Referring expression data
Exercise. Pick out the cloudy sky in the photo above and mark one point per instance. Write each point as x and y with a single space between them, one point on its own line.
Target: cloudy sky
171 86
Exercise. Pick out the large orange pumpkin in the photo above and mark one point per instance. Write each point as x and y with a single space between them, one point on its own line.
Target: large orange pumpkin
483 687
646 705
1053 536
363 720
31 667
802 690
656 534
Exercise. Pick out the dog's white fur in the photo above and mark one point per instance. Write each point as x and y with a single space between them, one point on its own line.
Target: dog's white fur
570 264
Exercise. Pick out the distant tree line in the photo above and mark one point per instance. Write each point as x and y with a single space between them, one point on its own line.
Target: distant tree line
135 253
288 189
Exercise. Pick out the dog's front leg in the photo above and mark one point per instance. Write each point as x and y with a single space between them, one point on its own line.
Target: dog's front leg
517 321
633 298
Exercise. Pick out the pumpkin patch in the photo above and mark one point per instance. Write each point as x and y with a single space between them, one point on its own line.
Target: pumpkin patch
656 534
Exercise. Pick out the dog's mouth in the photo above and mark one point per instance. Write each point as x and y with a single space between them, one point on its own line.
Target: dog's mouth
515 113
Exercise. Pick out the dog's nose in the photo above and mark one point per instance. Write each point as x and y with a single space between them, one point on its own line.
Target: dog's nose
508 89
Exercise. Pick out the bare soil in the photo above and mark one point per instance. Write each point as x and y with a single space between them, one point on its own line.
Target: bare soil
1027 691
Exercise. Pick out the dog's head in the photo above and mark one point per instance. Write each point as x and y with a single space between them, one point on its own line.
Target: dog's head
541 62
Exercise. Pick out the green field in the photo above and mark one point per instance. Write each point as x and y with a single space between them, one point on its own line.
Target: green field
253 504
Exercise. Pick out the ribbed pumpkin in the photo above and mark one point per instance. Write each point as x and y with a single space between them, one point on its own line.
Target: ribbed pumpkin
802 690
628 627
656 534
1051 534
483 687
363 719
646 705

Problem requirements:
The line with "Exercise. Pick out the ribbed", the last line of the data above, and every line between them should be duplicated exactly, with nothing else.

Problem solution:
Exercise. Pick out the ribbed pumpkin in the photo above and mark one point per instance. Write each point as x and y with a single space between them, one point on its own line.
Target: ribbed pumpkin
802 690
628 627
656 534
1051 534
483 687
363 719
646 705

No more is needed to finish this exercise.